*Directions for this task:* Quote the Thanksgiving passage below word for word, from "Having said that, no" to "people we love.".

** Start of Document extract **

For most people, Thanksgiving conjures thoughts of gratitude, turkey, football, family, and pumpkin pie, with every family sharing its unique traditions. One set of my cousins serve glazed ham instead of turkey at Thanksgiving dinner. Some people prefer cocktails over wine, or alternate between mulled wine and scotch. I have friends who whip up Thanksgiving-inspired desi dishes or entirely vegan meals, relatives who make tandoori turkey, and friends who host a yearly potluck where each person brings a dish that represents their familial story. That dinner table looks like the United Nations of food.
Having said that, no matter what social media may tell us, no one has the perfect life. We are all dysfunctional and bring our own baggage to holiday gatherings. Despite our individual flaws, it’s still amazing to have family and friends to hug. To share meals with, play board games with, watch football with, raise toasts with, and laugh unabashedly with. What a privilege it is to have these bonds and intimate gatherings and to create new memories with the people we love.
However, the holidays can be triggering for those who have lost a loved one or have an acrimonious relationship with their family. It can be traumatic if you are out of work and don’t feel enthusiastic about spending time with others. Some people might feel like they aren’t doing enough to keep up with everyone around them, while others may feel conflicted about celebrating and experiencing joy while there are people suffering. Grief, loss, and rejection are nuanced, and there might be several reasons why Thanksgiving feels heavy to some people, whether they spend it alone or surrounded by others.

** End of Document extract **
** Start of Extracted entries **

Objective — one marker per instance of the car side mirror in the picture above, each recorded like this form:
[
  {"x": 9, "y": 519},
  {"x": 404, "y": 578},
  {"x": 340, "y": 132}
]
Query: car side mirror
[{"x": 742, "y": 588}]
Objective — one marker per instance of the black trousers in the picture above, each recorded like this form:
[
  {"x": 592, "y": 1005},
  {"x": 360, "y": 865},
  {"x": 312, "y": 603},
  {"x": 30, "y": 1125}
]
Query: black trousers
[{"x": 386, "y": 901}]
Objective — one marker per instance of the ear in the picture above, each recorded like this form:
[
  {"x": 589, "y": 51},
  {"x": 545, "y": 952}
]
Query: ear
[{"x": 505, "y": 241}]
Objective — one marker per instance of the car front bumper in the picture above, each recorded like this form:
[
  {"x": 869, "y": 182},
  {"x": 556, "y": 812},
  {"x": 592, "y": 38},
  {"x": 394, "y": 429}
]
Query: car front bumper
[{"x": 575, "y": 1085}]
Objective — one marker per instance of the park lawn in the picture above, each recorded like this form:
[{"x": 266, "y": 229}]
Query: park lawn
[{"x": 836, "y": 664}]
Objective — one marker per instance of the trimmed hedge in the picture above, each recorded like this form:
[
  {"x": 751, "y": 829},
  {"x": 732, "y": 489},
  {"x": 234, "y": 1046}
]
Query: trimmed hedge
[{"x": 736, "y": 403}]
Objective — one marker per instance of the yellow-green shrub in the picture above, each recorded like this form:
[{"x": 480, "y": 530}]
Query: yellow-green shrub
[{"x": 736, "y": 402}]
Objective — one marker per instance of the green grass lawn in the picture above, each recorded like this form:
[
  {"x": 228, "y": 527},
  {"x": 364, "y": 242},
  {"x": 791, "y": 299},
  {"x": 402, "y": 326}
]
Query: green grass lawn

** End of Extracted entries **

*Problem solution:*
Having said that, no matter what social media may tell us, no one has the perfect life. We are all dysfunctional and bring our own baggage to holiday gatherings. Despite our individual flaws, it’s still amazing to have family and friends to hug. To share meals with, play board games with, watch football with, raise toasts with, and laugh unabashedly with. What a privilege it is to have these bonds and intimate gatherings and to create new memories with the people we love.